Pick out and copy every line in the rows below that contains the string "sign". Case counts.

##########

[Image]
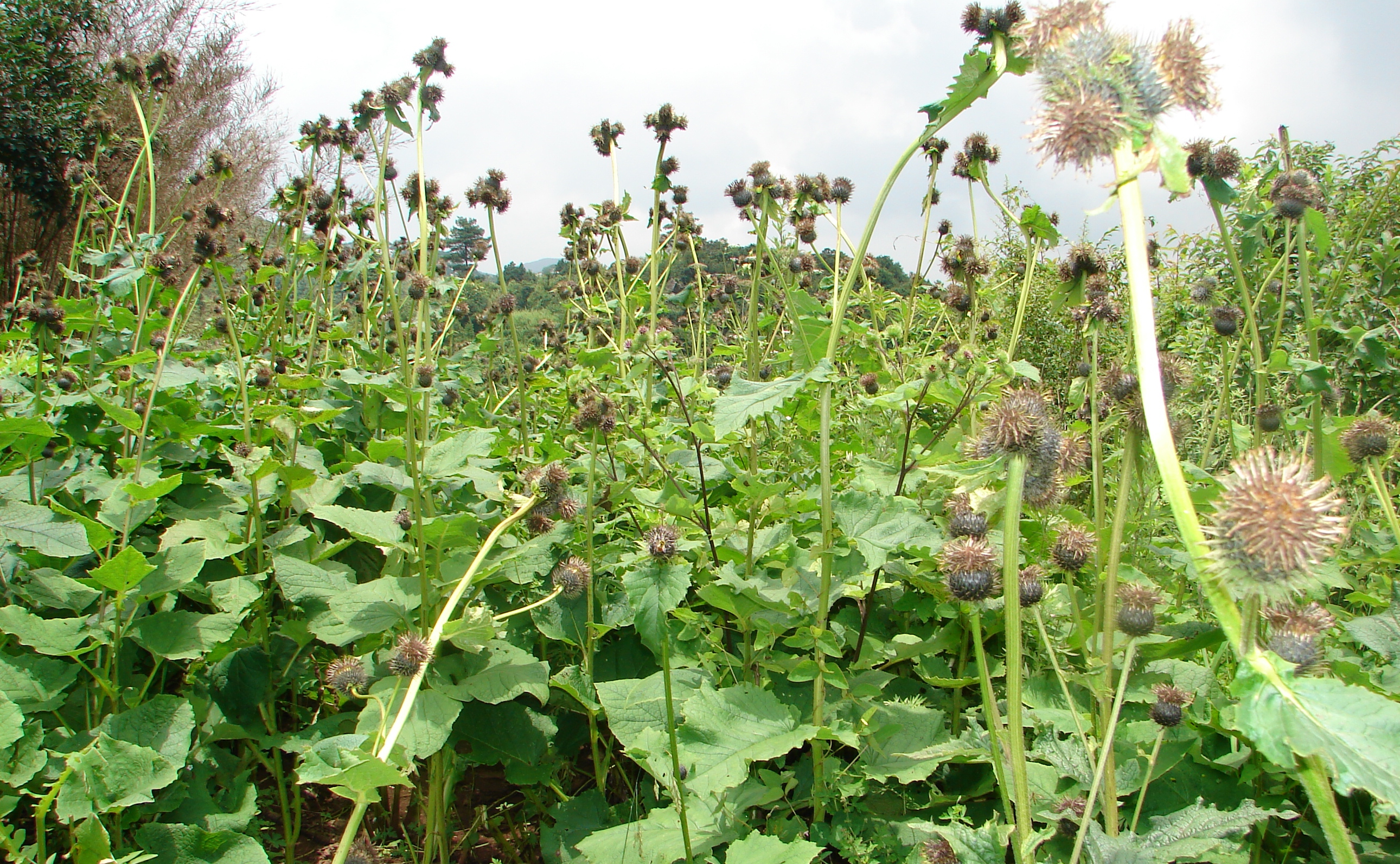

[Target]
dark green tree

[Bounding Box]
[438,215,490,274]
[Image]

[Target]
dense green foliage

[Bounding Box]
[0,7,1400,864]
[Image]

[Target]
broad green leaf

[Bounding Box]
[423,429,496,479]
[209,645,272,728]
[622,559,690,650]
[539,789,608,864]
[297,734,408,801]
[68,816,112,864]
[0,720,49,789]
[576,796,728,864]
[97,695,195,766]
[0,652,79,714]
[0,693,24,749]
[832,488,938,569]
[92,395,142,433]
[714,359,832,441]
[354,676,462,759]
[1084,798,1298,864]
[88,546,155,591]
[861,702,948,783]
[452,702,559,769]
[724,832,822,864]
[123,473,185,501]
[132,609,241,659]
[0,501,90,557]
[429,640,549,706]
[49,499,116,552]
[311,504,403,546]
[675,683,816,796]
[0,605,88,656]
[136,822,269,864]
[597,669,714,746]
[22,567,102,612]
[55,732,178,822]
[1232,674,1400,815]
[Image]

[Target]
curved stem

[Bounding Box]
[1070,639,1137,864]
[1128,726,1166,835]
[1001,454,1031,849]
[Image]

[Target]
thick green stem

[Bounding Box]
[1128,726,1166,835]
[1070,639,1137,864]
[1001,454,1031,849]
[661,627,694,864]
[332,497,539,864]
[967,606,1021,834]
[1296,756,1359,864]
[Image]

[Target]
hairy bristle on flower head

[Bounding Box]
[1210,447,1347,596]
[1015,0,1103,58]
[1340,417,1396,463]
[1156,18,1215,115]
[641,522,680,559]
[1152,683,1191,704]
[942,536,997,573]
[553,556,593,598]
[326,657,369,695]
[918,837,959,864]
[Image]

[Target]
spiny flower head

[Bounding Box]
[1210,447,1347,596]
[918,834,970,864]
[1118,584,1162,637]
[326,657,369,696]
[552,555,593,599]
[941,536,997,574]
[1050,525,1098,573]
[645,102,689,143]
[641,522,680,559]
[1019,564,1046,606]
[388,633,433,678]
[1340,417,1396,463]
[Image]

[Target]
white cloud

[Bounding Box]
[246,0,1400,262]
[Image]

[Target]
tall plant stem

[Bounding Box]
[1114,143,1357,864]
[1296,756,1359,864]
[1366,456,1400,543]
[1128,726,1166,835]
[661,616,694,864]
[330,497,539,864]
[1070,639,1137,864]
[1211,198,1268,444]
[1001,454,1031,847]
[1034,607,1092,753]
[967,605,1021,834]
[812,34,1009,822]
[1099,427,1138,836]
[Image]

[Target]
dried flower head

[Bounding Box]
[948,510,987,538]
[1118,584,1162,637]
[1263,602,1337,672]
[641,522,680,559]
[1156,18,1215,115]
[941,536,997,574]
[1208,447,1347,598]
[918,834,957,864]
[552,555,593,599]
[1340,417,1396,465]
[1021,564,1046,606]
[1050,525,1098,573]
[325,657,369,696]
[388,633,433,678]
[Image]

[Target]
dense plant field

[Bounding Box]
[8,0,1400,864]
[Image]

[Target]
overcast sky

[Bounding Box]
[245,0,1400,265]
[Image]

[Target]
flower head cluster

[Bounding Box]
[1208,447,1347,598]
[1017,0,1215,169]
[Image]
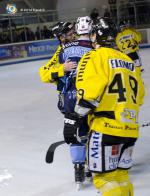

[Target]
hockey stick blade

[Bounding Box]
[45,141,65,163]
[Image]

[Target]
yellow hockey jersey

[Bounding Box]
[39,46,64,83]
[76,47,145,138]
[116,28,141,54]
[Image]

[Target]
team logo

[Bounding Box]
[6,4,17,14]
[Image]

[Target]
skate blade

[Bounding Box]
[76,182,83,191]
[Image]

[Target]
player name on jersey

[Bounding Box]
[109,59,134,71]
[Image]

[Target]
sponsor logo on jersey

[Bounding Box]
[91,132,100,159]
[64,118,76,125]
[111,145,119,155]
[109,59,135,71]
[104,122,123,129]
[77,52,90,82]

##########

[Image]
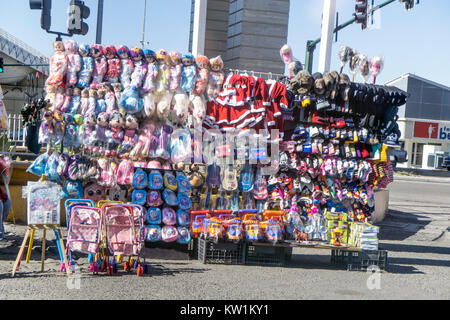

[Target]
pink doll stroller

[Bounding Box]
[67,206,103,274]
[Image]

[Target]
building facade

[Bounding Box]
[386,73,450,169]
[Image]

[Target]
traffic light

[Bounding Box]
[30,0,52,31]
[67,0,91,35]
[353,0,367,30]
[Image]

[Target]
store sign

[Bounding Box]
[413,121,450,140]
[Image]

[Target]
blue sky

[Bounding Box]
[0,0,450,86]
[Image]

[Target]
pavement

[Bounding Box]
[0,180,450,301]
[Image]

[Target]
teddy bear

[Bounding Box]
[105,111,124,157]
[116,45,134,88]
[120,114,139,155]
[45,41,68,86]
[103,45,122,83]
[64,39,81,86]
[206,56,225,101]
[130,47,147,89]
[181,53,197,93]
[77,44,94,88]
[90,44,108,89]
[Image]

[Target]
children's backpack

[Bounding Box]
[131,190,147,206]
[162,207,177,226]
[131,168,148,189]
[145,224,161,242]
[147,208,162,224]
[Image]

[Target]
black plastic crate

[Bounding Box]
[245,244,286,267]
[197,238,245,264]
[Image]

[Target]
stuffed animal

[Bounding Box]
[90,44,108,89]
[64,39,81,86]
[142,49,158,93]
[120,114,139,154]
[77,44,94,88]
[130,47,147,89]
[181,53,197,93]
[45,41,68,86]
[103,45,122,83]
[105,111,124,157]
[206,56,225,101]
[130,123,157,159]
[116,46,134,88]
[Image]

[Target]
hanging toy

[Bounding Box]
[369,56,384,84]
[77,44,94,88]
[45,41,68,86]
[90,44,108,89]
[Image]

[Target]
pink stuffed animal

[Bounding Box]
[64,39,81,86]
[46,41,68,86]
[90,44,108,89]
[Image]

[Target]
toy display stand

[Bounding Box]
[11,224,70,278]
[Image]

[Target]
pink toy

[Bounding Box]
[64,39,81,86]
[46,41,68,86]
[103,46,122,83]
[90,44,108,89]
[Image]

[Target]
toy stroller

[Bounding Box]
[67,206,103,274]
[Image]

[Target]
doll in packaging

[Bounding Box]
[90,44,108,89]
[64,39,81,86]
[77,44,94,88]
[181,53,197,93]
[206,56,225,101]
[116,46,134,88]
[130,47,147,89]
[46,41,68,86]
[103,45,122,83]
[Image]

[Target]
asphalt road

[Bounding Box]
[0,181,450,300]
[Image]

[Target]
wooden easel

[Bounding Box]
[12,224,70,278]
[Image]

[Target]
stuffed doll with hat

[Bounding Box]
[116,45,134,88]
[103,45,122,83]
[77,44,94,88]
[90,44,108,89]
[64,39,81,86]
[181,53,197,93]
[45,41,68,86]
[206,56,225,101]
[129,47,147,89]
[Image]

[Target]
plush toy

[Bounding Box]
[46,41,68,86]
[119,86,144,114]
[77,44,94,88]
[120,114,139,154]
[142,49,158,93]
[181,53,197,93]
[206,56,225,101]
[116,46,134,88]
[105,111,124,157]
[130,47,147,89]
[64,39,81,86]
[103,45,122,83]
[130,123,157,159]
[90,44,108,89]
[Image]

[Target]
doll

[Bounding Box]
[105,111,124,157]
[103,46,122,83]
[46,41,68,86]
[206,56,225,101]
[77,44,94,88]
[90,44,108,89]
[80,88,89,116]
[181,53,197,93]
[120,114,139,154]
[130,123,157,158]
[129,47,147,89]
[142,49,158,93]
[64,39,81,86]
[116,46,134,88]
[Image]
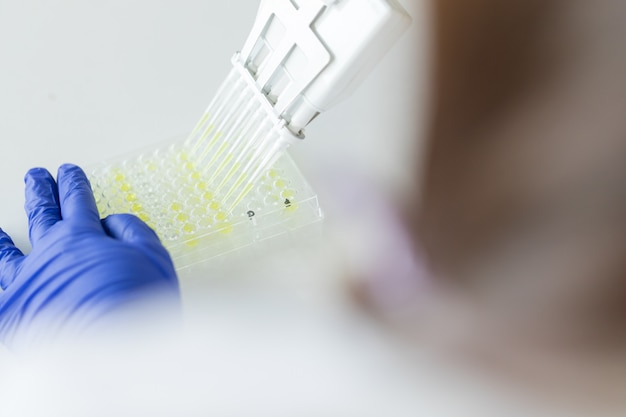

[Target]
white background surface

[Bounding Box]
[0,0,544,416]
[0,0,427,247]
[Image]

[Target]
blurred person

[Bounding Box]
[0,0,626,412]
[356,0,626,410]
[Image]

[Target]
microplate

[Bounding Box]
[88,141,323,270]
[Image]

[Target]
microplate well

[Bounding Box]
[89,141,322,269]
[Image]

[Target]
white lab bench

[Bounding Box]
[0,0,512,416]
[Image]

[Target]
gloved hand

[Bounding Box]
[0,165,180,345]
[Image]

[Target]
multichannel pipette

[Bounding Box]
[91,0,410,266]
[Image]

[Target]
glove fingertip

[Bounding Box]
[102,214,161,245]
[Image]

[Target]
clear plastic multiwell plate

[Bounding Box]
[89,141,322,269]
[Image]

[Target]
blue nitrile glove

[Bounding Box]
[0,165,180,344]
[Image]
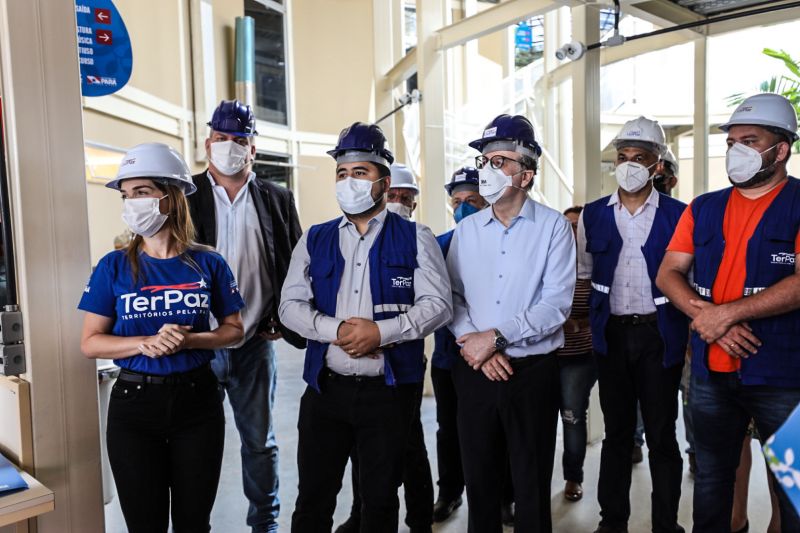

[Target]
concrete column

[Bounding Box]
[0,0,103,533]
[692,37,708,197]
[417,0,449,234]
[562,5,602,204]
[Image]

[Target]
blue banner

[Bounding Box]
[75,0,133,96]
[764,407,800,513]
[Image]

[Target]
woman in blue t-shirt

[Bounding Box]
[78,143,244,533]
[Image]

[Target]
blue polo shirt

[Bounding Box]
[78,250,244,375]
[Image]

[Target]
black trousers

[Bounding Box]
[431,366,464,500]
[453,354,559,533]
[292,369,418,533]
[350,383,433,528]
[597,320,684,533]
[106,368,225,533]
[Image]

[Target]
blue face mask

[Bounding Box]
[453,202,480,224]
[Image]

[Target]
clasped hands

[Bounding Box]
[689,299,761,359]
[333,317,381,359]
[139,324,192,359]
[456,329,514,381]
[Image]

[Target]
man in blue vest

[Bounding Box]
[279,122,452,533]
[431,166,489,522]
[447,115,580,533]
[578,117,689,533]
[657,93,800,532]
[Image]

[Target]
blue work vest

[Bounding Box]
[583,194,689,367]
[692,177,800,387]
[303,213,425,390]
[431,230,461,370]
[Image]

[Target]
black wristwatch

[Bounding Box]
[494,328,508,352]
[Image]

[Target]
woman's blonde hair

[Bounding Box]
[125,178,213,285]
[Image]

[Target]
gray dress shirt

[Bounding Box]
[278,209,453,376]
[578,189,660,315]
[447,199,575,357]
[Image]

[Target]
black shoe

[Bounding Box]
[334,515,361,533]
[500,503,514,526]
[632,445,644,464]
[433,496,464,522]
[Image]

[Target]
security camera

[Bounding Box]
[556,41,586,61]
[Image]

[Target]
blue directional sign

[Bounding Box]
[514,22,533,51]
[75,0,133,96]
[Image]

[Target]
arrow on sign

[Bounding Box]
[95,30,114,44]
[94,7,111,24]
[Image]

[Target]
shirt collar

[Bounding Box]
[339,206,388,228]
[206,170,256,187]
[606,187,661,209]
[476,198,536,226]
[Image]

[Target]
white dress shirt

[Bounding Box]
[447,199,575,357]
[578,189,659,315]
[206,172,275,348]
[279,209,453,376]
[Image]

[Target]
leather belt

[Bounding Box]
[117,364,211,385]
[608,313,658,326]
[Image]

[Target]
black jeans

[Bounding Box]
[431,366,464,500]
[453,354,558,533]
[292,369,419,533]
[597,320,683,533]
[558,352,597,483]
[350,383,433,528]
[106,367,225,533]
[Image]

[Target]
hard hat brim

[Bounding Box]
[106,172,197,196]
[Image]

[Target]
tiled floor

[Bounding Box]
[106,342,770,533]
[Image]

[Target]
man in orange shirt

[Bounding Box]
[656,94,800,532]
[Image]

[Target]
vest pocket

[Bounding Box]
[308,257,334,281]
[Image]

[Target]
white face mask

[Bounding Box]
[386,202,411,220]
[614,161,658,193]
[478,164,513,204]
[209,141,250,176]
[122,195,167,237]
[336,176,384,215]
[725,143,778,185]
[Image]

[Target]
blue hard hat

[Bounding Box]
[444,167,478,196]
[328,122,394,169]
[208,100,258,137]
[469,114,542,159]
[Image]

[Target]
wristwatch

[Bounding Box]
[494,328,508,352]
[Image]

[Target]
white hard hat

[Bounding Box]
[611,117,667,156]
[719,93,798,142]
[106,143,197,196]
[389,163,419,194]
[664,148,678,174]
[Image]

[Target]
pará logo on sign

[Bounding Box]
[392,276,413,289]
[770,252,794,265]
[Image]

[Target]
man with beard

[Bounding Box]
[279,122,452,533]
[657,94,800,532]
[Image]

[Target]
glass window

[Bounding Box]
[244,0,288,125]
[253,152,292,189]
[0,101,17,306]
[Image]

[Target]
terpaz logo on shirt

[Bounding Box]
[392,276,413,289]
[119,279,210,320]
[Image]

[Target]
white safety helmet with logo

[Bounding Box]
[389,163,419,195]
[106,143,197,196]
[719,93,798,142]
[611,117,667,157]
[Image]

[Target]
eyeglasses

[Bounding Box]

##########

• _The response_:
store sign
blue directional sign
arrow on sign
pará logo on sign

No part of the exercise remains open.